- Raw records
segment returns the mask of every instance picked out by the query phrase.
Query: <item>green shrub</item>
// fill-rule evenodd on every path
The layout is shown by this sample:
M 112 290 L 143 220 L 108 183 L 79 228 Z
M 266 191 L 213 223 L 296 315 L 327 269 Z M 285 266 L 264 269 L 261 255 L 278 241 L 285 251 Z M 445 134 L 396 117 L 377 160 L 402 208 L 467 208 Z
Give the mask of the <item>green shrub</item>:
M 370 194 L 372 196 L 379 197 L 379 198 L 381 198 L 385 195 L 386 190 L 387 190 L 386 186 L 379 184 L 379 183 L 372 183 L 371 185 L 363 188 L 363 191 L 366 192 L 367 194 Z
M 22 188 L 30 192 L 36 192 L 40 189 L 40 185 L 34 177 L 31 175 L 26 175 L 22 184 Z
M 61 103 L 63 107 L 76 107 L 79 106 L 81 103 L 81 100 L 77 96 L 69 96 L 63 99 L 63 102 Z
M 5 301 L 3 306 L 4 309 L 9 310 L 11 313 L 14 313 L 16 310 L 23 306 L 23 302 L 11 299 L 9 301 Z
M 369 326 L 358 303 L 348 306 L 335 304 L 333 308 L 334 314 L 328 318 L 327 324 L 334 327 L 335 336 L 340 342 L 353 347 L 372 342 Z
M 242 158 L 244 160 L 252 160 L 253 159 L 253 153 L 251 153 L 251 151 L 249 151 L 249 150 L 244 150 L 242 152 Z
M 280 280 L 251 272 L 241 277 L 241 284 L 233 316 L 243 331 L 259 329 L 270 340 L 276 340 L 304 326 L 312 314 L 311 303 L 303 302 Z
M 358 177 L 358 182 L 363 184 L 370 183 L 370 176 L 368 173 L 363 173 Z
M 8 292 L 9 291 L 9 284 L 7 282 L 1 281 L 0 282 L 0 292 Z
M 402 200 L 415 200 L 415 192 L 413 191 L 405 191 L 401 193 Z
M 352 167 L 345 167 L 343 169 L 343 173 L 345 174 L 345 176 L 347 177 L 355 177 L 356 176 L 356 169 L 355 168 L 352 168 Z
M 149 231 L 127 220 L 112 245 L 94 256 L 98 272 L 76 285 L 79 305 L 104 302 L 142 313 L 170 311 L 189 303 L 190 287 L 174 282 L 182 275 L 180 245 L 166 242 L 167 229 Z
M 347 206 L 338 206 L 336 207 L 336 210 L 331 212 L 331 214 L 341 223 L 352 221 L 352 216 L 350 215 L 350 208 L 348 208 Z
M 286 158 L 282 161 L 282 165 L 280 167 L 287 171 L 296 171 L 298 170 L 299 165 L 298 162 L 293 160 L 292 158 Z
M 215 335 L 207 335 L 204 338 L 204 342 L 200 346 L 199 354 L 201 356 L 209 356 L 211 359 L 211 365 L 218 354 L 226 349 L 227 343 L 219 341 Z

- Problem details
Return all of the rows above verbatim, line for line, with nothing changed.

- Solution to the exercise
segment returns the mask of every instance picked out by the query phrase.
Query: <item>green shrub</item>
// fill-rule evenodd on every path
The layout is shown by this sample:
M 112 290 L 143 220 L 108 183 L 79 228 Z
M 266 191 L 213 223 L 296 315 L 327 269 Z M 285 266 L 264 269 L 261 255 L 278 241 L 285 251 Z M 445 134 L 396 117 L 377 160 L 402 208 L 467 208 Z
Give the mask of the <item>green shrub</item>:
M 370 194 L 372 196 L 379 197 L 379 198 L 381 198 L 385 195 L 386 190 L 387 190 L 386 186 L 379 184 L 379 183 L 372 183 L 371 185 L 363 188 L 363 191 L 366 192 L 367 194 Z
M 22 188 L 30 192 L 36 192 L 40 189 L 40 185 L 34 177 L 31 175 L 26 175 L 22 184 Z
M 61 103 L 63 107 L 76 107 L 79 106 L 81 103 L 81 100 L 77 96 L 69 96 L 63 99 L 63 102 Z
M 5 301 L 3 306 L 4 309 L 9 310 L 11 313 L 14 313 L 16 310 L 23 306 L 23 302 L 11 299 L 9 301 Z
M 369 326 L 358 303 L 348 306 L 335 304 L 333 308 L 334 314 L 328 318 L 327 324 L 334 327 L 335 336 L 340 342 L 353 347 L 372 342 Z
M 242 158 L 244 160 L 252 160 L 253 159 L 253 153 L 251 153 L 251 151 L 249 151 L 249 150 L 244 150 L 242 152 Z
M 280 280 L 251 272 L 241 277 L 241 284 L 233 316 L 243 331 L 259 329 L 270 340 L 276 340 L 304 326 L 312 314 L 311 303 L 303 302 Z
M 358 177 L 358 182 L 363 184 L 370 183 L 370 176 L 368 173 L 363 173 Z
M 8 292 L 9 291 L 9 284 L 7 282 L 1 281 L 0 282 L 0 292 Z
M 402 200 L 415 200 L 415 192 L 413 191 L 405 191 L 401 193 Z
M 352 167 L 345 167 L 343 169 L 343 173 L 345 174 L 345 176 L 347 177 L 355 177 L 356 176 L 356 169 L 355 168 L 352 168 Z
M 149 231 L 127 220 L 112 245 L 94 256 L 98 272 L 76 285 L 79 305 L 104 302 L 142 313 L 170 311 L 189 303 L 190 287 L 174 282 L 182 275 L 180 245 L 166 242 L 167 229 Z
M 347 206 L 338 206 L 336 207 L 336 210 L 331 212 L 331 214 L 341 223 L 352 221 L 352 216 L 350 215 L 350 208 L 348 208 Z
M 286 158 L 282 161 L 282 165 L 280 167 L 287 171 L 296 171 L 298 170 L 299 165 L 298 162 L 293 160 L 292 158 Z
M 215 335 L 207 335 L 204 338 L 204 342 L 200 346 L 199 354 L 201 356 L 209 356 L 211 359 L 211 365 L 218 354 L 226 349 L 227 343 L 219 341 Z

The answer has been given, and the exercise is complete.